WHAT IS BEING ASKED ▸
Identify each line in the records below that contains the string "dark" and copy those lines. Case matters.

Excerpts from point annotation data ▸
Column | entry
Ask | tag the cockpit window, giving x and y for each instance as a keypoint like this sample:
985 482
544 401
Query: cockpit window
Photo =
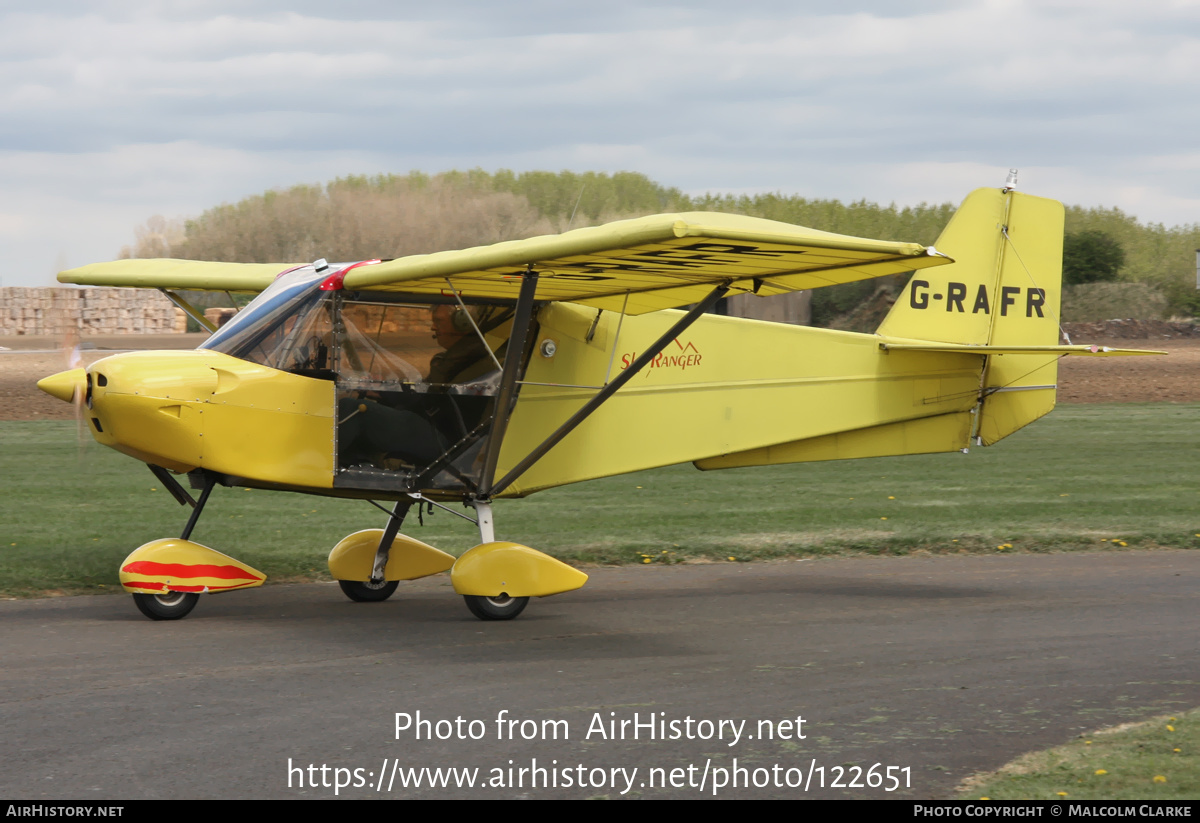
282 328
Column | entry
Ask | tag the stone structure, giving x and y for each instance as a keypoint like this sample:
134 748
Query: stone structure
58 311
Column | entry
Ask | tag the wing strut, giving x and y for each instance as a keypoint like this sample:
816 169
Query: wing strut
389 534
513 361
609 390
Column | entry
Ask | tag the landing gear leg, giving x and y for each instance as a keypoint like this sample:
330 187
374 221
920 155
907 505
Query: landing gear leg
378 588
175 605
502 607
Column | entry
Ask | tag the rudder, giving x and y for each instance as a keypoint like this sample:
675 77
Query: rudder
1002 289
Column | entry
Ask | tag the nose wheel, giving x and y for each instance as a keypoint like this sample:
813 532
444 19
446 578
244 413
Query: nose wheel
369 592
169 606
496 608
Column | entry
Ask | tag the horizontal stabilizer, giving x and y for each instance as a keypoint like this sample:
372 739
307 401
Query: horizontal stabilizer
1087 350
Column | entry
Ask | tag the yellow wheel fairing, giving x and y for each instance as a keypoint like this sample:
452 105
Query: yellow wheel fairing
517 571
353 558
173 564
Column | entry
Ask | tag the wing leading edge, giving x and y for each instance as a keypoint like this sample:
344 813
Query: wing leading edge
168 274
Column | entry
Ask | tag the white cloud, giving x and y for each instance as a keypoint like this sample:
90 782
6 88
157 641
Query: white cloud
125 110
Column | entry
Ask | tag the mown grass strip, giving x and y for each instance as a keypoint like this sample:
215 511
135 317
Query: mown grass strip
1156 760
1087 476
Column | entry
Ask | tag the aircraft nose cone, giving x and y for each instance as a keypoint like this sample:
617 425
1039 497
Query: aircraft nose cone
65 385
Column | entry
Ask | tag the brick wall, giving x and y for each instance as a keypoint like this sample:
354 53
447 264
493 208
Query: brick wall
55 311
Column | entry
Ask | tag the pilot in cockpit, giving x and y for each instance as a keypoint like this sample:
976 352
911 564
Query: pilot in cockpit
375 425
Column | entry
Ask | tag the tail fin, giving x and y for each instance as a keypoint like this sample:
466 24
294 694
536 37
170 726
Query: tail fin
1002 289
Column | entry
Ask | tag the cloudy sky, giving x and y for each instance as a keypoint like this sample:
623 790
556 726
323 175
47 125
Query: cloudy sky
112 112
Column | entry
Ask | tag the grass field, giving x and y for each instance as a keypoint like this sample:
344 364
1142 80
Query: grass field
1087 476
1155 760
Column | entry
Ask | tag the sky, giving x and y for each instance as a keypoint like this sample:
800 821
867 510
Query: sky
113 112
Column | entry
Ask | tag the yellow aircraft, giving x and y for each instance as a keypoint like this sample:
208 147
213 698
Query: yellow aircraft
561 359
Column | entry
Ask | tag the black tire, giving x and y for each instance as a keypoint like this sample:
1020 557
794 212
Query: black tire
496 608
369 593
169 606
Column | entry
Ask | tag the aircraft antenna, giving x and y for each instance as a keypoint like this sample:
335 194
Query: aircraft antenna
577 200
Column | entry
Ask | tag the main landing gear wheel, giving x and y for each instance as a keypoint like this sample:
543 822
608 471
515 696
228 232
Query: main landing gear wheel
169 606
369 593
496 608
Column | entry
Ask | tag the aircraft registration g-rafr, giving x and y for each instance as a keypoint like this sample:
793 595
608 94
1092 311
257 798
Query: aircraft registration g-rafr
552 360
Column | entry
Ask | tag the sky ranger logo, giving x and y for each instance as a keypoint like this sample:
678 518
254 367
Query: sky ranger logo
687 355
957 298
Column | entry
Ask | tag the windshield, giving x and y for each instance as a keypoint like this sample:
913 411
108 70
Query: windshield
263 331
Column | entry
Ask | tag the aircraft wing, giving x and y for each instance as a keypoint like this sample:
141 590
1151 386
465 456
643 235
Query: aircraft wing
167 274
633 265
652 263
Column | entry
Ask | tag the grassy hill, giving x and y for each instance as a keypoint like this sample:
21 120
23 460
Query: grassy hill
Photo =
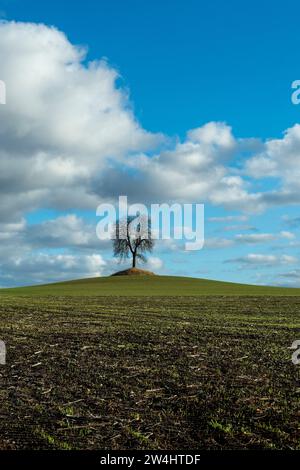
149 286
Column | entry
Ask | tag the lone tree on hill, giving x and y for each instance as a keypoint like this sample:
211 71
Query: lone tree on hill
133 238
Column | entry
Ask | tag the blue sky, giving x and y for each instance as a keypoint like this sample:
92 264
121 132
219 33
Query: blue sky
184 64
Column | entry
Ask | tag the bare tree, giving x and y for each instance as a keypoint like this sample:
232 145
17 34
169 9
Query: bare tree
133 238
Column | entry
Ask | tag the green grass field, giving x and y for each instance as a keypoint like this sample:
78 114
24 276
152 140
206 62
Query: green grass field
156 363
148 286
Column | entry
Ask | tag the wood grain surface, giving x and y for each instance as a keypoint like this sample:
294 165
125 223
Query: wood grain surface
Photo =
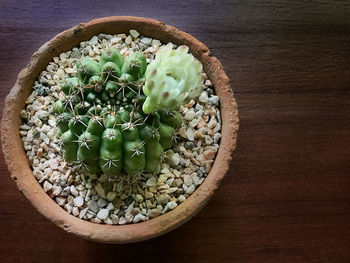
287 196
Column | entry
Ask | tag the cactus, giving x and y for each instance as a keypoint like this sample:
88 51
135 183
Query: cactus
172 79
102 121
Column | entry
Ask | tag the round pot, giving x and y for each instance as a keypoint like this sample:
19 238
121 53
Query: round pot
19 166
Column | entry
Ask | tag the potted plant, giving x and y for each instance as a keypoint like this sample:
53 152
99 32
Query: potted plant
126 128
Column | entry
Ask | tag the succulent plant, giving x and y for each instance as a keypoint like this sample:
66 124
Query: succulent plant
172 79
101 123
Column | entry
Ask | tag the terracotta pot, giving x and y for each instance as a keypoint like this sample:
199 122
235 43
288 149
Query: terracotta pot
19 166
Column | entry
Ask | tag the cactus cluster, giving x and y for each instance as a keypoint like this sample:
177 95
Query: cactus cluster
102 126
172 79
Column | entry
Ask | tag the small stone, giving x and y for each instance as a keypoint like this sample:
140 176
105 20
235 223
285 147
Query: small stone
93 206
100 190
57 189
175 159
116 40
189 115
83 212
217 137
75 53
146 40
171 190
110 206
188 179
138 198
190 189
214 100
42 115
203 97
153 213
128 40
208 140
101 202
122 221
61 201
193 123
47 186
93 41
196 179
138 218
101 36
129 217
198 134
68 208
111 196
190 134
171 205
190 104
181 198
103 214
134 33
114 219
212 123
96 220
73 190
75 211
162 199
208 155
78 201
152 181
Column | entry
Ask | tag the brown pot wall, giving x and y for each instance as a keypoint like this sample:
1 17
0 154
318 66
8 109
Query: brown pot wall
19 166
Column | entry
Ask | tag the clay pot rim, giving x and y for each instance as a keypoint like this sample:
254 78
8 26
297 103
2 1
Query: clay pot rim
19 167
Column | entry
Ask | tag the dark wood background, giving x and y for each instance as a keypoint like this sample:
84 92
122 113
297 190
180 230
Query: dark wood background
287 196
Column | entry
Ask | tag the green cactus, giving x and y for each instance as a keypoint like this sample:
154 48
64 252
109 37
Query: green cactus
101 123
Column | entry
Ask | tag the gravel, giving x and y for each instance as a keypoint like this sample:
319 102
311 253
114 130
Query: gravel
117 200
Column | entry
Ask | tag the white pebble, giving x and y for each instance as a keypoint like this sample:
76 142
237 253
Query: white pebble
68 208
134 33
190 134
101 202
103 214
128 40
47 186
74 190
152 181
111 196
217 137
190 189
175 159
110 206
214 100
188 180
203 97
190 115
78 201
171 205
138 218
75 211
83 212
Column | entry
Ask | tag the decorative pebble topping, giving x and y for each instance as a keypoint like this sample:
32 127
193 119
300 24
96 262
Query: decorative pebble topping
118 200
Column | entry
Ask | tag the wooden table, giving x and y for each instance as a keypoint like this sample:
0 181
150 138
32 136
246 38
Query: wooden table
287 196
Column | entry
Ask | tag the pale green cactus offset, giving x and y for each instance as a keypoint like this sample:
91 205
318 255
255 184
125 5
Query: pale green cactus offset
172 79
101 124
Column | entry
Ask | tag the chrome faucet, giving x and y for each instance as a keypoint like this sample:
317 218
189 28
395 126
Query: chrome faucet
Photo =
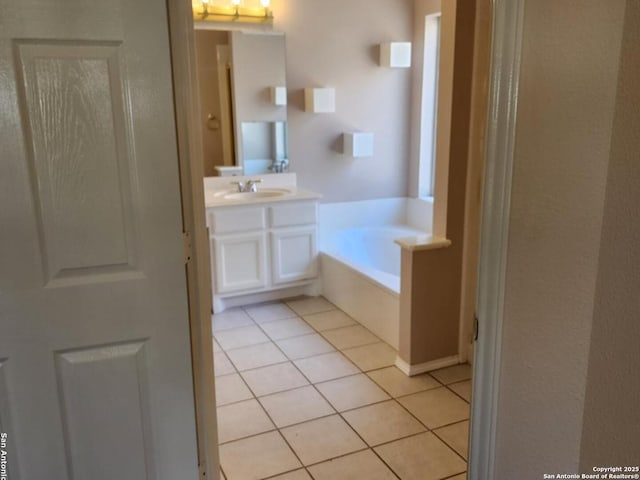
248 186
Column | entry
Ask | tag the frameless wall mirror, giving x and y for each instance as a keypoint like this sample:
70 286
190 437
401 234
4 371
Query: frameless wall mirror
264 147
242 84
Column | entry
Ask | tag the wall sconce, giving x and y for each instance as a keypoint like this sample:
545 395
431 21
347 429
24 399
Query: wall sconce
278 95
358 144
320 100
233 11
395 54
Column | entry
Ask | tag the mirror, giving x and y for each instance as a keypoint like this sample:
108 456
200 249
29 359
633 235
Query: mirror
245 121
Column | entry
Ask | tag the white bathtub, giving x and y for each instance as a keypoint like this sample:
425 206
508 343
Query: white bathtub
361 275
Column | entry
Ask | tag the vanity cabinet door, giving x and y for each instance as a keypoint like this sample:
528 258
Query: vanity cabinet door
240 262
293 254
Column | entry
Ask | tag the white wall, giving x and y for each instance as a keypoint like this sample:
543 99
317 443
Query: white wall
334 43
569 74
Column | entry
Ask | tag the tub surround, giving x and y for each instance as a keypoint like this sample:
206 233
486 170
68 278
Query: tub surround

OUTPUT OF THE EXERCISE ▸
Ask | tag the dark wood background, giving x and y for each instance as a keypoint like this sample:
Query: dark wood background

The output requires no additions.